Stored entries
========================================================================
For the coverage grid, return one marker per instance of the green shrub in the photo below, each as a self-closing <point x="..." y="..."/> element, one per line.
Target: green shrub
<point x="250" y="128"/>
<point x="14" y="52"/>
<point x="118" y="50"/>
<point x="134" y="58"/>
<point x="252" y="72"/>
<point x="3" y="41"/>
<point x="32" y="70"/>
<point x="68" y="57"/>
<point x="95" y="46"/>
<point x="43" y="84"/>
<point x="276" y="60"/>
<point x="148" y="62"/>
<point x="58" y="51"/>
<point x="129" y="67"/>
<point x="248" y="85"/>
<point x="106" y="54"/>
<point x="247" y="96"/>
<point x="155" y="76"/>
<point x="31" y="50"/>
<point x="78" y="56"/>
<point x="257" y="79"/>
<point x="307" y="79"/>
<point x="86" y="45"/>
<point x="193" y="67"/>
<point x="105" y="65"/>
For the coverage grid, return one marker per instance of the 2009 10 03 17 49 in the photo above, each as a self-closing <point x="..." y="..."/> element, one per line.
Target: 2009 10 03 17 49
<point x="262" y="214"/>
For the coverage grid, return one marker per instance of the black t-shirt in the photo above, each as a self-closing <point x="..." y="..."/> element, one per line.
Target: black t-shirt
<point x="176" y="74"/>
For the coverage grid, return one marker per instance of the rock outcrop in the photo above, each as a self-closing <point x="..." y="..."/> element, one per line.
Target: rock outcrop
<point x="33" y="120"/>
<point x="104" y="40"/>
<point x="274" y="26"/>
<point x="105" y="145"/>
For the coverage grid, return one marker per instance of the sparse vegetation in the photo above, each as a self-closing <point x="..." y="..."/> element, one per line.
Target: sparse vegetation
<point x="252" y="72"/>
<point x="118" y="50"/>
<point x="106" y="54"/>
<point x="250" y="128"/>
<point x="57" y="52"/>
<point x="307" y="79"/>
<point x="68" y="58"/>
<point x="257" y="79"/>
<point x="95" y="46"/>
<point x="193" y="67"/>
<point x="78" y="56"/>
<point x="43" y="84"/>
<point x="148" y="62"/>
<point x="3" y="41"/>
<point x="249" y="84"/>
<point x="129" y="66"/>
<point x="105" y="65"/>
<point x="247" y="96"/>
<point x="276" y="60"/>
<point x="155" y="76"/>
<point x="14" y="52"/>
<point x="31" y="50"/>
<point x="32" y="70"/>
========================================================================
**PROBLEM REQUIREMENTS**.
Faithfully reproduce all of the records, character for character.

**RESULT OF THE TASK**.
For the coverage grid, return one marker per instance of the green shrub in the photo below, each as a self-closing <point x="..." y="..."/> element, one per line.
Target: green shrub
<point x="250" y="128"/>
<point x="14" y="52"/>
<point x="118" y="50"/>
<point x="134" y="58"/>
<point x="252" y="72"/>
<point x="3" y="41"/>
<point x="32" y="70"/>
<point x="68" y="57"/>
<point x="95" y="46"/>
<point x="43" y="84"/>
<point x="276" y="60"/>
<point x="148" y="62"/>
<point x="58" y="51"/>
<point x="129" y="67"/>
<point x="248" y="85"/>
<point x="106" y="54"/>
<point x="247" y="96"/>
<point x="155" y="76"/>
<point x="31" y="50"/>
<point x="78" y="56"/>
<point x="257" y="79"/>
<point x="307" y="79"/>
<point x="86" y="45"/>
<point x="193" y="67"/>
<point x="105" y="65"/>
For the coverage grid, return one marker per instance of the 2009 10 03 17 49 in the photo above, each as a self-closing <point x="..." y="..."/> element, one per line.
Target: 2009 10 03 17 49
<point x="262" y="214"/>
For the coverage grid, return one marker per instance of the black t-shirt in the photo above, each as a self-closing <point x="..." y="..."/> element, one per line.
Target: black t-shirt
<point x="176" y="74"/>
For the coverage grid, return one marker per instance of the rock outcrop in the photo above, each as a self-closing <point x="..." y="..."/> element, one per line.
Target: rock outcrop
<point x="33" y="120"/>
<point x="104" y="40"/>
<point x="274" y="26"/>
<point x="105" y="145"/>
For the coverage grid, return one marker per instance of the sparse vegetation in the photo above, each as a self-closing <point x="..." y="..."/> element, one per line.
Target: sparse vegetation
<point x="252" y="72"/>
<point x="118" y="50"/>
<point x="106" y="54"/>
<point x="250" y="128"/>
<point x="57" y="52"/>
<point x="307" y="79"/>
<point x="68" y="58"/>
<point x="257" y="79"/>
<point x="95" y="46"/>
<point x="193" y="67"/>
<point x="78" y="56"/>
<point x="43" y="84"/>
<point x="148" y="62"/>
<point x="3" y="41"/>
<point x="249" y="84"/>
<point x="129" y="66"/>
<point x="105" y="65"/>
<point x="247" y="96"/>
<point x="276" y="60"/>
<point x="155" y="76"/>
<point x="14" y="52"/>
<point x="31" y="50"/>
<point x="32" y="70"/>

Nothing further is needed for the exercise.